*** Given text ***

Blake Cadwell is a hearing aid wearer and co-founder at Soundly. He regularly tests and reviews hearing technology to share his experience with Soundly’s readers. Blake's research and perspectives have been featured in the The New York Times, Washington Post, LA Times, AARP and FastCompany.

Soundly Staff
Reviewed by
Soundly Staff

Key Takeaways:

  • The first known hearing aid start4ed in the 17th century, known as the ear trumpet.
  • Next came electric hearing aids, with Siemens as one of the first companies to make this technology around the dawn of the 20th century.
  • Hearing aids continued to evolve into vacuum tube hearing aids, devices worn in the pocket, transistors, and body-worn devices.
  • In the early 1980s, digital hearing aids hit the market, paving the way for the development of today's smaller, more advanced hearing aids.

Hearing loss has been around as long as mankind but it wasn’t until a few hundred years ago that people began to experiment with treatment. Buckle up, we’re going to take a look at the history of hearing aids from acoustic thrones all the way to artificial intelligence.

The first hearing aid, called the ear trumpet, was created in the 17th century.

Ear trumpets became increasingly common between the 17th and 18th centuries. In 1800 a London man named Frederick C. Rein created the first commercially available line of ear trumpets.

***

**Questions to answer**:
• a. According to the hearing aid history text, who created the first commercially available line of ear trumpets?
• b. Reproduce the passage from the hearing aid history text starting with "Hearing loss has" and going on through "to artificial intelligence.".

*** Data extract ***

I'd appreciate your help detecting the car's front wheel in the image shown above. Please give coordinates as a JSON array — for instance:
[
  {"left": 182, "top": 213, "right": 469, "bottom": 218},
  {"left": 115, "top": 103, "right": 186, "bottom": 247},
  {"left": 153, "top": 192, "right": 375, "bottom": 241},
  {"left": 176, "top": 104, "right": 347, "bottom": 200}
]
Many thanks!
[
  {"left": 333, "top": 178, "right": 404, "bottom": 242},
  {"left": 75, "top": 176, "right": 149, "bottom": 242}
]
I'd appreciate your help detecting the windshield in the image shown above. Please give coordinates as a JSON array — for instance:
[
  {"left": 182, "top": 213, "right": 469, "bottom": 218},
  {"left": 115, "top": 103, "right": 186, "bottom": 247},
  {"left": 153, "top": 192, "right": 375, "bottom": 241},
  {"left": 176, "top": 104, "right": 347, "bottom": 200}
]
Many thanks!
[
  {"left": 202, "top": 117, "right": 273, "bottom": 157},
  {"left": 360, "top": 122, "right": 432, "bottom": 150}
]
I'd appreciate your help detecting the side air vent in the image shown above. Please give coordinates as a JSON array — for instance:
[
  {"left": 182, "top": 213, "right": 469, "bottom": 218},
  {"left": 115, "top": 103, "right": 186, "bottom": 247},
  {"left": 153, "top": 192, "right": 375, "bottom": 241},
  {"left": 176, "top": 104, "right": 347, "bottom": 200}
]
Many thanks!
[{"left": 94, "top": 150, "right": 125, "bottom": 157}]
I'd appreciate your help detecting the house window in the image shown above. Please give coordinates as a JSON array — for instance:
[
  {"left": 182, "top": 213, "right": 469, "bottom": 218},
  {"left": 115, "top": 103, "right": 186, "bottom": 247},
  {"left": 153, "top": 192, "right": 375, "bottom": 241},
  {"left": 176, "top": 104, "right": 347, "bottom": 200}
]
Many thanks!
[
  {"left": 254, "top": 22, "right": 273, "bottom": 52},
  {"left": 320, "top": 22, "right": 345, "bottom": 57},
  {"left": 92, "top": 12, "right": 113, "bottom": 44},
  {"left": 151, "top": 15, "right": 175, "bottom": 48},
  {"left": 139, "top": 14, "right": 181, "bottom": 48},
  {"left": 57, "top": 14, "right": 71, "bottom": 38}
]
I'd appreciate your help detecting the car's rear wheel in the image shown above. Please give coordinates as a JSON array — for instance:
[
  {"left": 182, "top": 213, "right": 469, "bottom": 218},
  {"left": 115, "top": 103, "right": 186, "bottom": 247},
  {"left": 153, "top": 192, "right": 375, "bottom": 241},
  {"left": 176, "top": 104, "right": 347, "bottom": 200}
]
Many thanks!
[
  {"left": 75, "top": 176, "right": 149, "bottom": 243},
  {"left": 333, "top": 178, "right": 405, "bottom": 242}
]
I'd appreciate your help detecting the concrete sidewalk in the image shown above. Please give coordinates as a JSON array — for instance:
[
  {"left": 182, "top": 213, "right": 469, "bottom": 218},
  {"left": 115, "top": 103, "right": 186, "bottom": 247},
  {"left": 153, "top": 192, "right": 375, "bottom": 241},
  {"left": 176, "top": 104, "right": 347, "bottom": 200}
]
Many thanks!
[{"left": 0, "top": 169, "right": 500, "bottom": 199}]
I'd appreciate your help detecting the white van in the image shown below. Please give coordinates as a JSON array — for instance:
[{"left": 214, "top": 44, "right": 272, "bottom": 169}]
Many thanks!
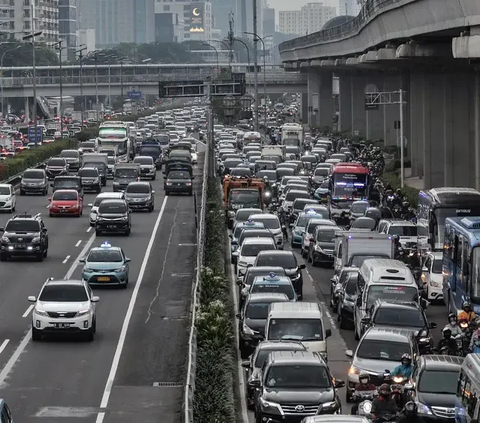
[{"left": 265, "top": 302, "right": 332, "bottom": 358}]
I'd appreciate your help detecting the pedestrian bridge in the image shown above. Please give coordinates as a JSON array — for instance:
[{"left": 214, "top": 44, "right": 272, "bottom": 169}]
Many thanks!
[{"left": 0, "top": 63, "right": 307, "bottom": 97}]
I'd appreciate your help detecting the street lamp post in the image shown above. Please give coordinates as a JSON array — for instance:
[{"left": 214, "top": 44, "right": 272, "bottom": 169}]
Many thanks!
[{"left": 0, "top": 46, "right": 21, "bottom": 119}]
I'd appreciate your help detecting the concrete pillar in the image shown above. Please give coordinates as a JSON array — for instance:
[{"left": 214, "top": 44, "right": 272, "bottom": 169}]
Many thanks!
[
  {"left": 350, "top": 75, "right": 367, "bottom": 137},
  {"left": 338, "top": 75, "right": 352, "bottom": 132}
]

***

**Answer list**:
• a. Frederick C. Rein, a London man, created it in 1800.

• b.
Hearing loss has been around as long as mankind but it wasn’t until a few hundred years ago that people began to experiment with treatment. Buckle up, we’re going to take a look at the history of hearing aids from acoustic thrones all the way to artificial intelligence.